* **Excerpted data**

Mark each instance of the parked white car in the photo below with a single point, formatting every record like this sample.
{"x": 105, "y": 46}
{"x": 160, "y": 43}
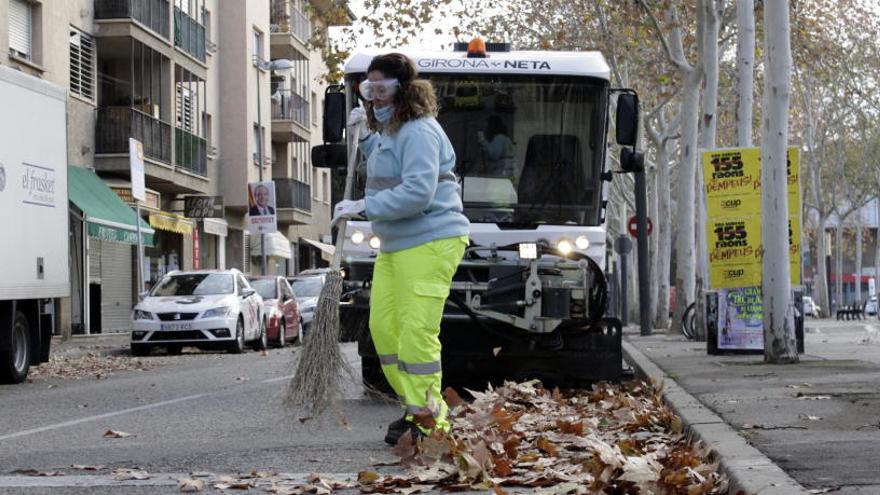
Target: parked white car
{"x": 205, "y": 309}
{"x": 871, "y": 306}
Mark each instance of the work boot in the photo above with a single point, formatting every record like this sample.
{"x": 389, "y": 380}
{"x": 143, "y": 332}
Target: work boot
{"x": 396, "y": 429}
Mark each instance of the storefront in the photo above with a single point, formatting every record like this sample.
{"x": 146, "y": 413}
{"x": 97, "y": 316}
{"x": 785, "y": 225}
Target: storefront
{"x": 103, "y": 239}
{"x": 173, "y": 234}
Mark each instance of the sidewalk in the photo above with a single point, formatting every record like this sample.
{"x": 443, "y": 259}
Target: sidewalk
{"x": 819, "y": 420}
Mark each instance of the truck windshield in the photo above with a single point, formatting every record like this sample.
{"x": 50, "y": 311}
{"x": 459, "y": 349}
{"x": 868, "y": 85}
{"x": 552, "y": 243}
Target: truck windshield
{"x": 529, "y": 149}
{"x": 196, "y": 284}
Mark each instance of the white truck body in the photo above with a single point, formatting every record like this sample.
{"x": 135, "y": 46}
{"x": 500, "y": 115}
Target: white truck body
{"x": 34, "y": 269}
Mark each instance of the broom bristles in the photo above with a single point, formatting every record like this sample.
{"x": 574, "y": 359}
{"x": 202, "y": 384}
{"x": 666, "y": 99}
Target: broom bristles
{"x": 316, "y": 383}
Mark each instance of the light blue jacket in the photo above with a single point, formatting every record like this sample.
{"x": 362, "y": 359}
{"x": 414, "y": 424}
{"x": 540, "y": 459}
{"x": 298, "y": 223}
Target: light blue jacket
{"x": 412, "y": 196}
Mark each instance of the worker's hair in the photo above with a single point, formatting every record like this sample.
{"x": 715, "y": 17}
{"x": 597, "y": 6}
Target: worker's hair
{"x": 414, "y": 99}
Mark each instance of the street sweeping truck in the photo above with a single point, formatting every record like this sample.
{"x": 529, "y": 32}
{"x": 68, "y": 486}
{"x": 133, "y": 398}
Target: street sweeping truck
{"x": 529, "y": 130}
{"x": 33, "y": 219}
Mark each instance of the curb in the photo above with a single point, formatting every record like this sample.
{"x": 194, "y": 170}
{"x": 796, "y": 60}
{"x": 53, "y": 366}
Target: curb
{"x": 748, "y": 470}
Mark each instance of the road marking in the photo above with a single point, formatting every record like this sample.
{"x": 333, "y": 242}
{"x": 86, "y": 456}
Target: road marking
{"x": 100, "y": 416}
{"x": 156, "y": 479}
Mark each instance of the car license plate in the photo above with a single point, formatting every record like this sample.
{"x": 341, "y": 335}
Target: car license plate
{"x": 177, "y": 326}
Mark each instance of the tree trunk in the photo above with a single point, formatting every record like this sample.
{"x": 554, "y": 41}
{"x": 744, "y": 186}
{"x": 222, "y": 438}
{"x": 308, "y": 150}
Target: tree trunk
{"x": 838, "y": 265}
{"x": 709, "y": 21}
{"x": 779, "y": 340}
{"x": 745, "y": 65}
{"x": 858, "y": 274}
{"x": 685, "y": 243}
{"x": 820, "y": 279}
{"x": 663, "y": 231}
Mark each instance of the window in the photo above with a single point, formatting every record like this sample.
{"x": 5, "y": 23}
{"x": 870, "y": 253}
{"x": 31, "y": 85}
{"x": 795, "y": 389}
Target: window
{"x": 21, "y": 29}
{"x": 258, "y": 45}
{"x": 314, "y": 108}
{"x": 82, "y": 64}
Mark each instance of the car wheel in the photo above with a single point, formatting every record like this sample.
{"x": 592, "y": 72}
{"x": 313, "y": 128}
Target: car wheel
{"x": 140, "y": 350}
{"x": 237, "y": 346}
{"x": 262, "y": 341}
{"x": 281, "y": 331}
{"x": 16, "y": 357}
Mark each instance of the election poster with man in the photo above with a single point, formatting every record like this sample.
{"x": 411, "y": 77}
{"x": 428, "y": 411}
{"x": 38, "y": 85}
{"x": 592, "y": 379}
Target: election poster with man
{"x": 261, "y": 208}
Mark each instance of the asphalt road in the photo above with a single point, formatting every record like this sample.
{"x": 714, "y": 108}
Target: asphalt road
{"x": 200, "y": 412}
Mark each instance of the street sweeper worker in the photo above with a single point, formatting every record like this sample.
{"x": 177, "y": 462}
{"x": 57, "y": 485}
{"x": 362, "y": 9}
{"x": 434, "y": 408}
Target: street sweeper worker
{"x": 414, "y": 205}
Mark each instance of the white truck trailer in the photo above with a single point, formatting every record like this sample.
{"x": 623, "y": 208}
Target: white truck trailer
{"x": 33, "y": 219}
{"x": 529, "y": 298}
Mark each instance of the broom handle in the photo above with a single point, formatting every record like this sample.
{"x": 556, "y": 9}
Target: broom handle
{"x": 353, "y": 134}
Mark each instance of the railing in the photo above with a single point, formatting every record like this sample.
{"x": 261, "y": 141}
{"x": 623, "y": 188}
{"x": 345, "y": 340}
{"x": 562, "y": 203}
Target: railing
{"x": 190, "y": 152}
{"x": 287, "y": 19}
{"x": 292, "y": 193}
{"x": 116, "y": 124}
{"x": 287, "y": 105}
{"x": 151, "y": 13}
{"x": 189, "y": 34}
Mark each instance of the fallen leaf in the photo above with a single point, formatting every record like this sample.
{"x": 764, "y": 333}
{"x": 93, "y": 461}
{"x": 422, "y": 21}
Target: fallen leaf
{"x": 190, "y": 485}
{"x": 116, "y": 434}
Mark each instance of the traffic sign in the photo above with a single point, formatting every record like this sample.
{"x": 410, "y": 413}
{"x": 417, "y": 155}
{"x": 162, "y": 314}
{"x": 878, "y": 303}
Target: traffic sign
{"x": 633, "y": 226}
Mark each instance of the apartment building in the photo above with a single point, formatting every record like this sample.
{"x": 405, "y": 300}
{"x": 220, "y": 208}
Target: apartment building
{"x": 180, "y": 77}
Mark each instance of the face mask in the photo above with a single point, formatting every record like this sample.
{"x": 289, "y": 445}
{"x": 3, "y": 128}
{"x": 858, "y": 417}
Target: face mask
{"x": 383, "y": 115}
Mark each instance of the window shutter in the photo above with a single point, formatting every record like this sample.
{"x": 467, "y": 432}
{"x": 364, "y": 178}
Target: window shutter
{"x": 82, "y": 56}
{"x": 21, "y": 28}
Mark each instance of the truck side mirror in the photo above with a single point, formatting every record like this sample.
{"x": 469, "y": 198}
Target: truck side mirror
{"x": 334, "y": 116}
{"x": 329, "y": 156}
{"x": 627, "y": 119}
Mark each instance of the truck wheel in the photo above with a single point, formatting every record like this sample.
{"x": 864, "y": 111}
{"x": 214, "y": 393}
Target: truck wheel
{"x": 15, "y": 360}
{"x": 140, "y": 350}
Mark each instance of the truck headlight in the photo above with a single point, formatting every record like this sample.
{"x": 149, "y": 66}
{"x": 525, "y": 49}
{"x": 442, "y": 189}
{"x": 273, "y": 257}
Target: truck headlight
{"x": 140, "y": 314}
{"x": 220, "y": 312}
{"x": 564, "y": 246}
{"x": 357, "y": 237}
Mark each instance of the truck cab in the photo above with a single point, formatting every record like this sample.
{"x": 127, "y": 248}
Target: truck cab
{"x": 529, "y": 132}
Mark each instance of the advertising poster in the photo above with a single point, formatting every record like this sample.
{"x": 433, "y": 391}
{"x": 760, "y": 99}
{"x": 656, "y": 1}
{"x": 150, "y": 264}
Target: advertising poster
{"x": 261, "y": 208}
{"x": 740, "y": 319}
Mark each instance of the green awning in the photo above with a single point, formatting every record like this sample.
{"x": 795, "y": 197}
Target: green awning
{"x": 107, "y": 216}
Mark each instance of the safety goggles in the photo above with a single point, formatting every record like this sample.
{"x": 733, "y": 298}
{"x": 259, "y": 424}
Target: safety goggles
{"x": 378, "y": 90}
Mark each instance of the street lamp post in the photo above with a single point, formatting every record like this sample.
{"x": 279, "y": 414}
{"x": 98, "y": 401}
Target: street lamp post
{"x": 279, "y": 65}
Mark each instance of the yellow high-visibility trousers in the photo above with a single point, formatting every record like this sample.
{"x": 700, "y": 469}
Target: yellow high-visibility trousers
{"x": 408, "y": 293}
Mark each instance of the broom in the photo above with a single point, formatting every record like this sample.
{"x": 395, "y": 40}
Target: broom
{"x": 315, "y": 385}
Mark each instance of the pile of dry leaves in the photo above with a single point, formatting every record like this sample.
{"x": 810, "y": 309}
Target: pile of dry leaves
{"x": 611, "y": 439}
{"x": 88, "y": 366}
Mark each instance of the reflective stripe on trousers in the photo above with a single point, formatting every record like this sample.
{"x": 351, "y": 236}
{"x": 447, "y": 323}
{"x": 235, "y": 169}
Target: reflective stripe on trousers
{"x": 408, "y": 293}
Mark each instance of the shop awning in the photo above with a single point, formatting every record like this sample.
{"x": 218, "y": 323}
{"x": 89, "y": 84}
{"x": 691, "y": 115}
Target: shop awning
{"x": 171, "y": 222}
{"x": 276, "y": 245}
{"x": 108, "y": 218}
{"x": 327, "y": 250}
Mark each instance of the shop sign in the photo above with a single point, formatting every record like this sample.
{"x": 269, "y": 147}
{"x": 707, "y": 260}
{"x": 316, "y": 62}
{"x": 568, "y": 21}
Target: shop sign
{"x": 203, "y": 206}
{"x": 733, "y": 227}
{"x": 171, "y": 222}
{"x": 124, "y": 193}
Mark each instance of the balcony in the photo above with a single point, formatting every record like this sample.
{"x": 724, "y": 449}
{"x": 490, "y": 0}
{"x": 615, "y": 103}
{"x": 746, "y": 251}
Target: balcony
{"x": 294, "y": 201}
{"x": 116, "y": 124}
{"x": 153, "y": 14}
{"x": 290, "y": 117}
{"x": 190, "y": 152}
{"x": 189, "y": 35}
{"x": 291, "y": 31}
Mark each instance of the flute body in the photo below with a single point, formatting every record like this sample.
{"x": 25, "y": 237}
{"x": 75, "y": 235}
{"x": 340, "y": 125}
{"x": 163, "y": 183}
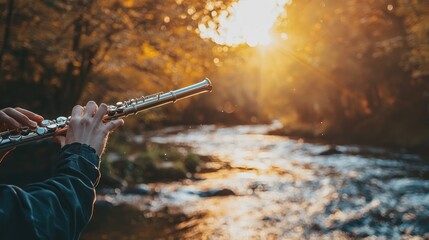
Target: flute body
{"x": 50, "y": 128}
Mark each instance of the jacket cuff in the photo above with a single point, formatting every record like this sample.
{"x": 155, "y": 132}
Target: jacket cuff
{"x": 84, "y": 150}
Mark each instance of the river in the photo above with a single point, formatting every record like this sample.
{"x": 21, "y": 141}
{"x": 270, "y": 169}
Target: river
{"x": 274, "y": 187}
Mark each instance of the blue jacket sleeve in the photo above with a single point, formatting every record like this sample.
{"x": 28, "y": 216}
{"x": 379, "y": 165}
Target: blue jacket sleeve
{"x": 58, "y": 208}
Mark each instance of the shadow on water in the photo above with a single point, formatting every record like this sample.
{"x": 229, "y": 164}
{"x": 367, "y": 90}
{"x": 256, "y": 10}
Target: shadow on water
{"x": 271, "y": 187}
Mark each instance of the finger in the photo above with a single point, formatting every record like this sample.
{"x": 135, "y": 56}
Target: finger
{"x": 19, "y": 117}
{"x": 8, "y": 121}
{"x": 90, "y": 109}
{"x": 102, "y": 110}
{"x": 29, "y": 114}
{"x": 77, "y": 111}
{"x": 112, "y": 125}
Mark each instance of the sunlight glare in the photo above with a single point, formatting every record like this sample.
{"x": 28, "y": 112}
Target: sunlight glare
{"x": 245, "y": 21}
---
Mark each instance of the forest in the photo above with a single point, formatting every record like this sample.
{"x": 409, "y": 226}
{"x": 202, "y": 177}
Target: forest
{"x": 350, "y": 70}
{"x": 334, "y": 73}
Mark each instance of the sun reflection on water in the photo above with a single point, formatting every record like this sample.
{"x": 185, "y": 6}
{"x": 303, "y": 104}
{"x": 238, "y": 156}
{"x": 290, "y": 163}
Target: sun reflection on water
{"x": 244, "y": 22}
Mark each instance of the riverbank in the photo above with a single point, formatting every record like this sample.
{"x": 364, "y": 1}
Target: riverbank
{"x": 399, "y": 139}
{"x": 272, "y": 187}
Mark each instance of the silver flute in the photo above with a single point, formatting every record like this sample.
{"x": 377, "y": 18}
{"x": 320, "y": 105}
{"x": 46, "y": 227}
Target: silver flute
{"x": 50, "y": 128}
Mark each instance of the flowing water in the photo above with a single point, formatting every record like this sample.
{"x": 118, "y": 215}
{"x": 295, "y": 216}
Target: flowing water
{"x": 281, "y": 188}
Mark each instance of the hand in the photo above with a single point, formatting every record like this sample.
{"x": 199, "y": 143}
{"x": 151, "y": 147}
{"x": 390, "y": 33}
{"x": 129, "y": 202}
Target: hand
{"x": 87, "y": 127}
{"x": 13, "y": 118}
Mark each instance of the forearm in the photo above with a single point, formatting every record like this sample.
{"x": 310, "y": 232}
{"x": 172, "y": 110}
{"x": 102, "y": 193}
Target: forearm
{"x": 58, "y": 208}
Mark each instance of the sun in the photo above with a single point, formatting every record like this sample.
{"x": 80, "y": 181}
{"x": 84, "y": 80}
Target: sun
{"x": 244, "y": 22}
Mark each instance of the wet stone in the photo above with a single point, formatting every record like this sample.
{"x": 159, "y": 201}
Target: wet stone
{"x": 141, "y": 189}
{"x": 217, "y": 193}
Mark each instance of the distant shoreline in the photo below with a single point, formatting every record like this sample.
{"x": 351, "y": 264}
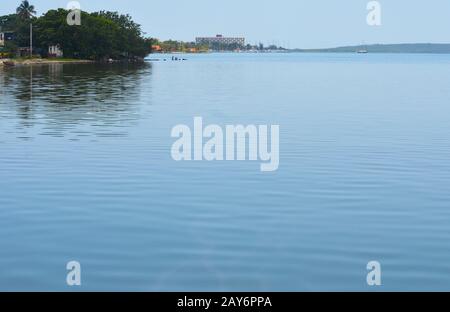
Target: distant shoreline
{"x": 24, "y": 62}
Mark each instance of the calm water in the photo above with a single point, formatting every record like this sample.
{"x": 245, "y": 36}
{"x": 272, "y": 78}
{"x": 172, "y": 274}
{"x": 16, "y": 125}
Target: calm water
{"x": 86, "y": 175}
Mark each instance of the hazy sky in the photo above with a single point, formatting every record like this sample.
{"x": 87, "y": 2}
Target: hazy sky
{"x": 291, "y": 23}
---
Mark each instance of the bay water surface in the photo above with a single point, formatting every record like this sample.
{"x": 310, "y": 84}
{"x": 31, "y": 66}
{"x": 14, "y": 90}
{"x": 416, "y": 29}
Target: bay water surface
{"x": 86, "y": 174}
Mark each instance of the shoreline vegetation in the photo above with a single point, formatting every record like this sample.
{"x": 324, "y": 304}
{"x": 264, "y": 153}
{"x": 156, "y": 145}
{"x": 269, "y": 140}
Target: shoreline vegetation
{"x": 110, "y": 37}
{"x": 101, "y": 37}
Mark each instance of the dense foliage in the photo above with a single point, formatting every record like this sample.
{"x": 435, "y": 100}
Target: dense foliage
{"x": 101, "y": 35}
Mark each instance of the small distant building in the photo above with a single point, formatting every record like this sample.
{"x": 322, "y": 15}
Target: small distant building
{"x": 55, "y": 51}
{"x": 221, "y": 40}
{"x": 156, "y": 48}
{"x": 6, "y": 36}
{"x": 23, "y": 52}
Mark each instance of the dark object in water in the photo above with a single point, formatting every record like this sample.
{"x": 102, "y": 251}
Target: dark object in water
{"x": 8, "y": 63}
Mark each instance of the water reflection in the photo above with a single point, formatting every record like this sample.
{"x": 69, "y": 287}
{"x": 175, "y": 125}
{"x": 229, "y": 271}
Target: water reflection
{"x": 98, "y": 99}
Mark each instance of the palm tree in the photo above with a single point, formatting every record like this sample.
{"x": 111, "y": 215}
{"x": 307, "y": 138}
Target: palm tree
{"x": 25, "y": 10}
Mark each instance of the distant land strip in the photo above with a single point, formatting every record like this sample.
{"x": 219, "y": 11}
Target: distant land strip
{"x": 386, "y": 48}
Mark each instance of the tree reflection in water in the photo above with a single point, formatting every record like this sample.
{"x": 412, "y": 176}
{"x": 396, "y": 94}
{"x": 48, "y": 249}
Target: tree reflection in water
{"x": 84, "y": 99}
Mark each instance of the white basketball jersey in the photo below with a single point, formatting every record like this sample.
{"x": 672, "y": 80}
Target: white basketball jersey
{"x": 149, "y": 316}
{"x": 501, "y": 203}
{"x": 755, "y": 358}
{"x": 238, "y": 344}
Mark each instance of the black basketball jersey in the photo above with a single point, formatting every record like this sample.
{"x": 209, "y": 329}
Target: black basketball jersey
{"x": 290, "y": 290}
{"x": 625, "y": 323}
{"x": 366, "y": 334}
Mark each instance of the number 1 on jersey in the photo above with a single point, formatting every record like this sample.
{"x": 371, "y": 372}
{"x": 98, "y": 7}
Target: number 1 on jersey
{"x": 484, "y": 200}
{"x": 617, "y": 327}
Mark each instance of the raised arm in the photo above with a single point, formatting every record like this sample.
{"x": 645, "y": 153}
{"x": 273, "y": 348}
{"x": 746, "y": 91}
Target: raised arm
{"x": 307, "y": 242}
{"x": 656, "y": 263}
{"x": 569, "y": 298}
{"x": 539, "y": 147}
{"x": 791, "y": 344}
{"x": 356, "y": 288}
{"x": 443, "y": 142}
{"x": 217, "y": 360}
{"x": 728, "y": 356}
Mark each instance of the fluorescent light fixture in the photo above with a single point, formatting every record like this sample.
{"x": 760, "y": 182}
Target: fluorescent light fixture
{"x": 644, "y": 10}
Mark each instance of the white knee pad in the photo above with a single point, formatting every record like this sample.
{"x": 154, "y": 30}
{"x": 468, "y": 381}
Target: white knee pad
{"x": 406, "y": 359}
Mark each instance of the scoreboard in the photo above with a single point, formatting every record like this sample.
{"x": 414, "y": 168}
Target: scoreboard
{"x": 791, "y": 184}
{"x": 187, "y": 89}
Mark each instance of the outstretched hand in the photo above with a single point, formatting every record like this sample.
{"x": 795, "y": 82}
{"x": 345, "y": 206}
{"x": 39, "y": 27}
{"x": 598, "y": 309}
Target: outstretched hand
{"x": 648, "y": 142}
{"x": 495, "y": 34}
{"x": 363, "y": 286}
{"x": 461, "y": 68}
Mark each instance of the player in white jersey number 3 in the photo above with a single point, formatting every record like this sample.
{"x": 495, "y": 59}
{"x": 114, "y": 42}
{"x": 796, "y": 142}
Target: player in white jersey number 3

* **What you need to do**
State how many lines of the entries include the string "below", with nothing besides the number.

* **Reply**
4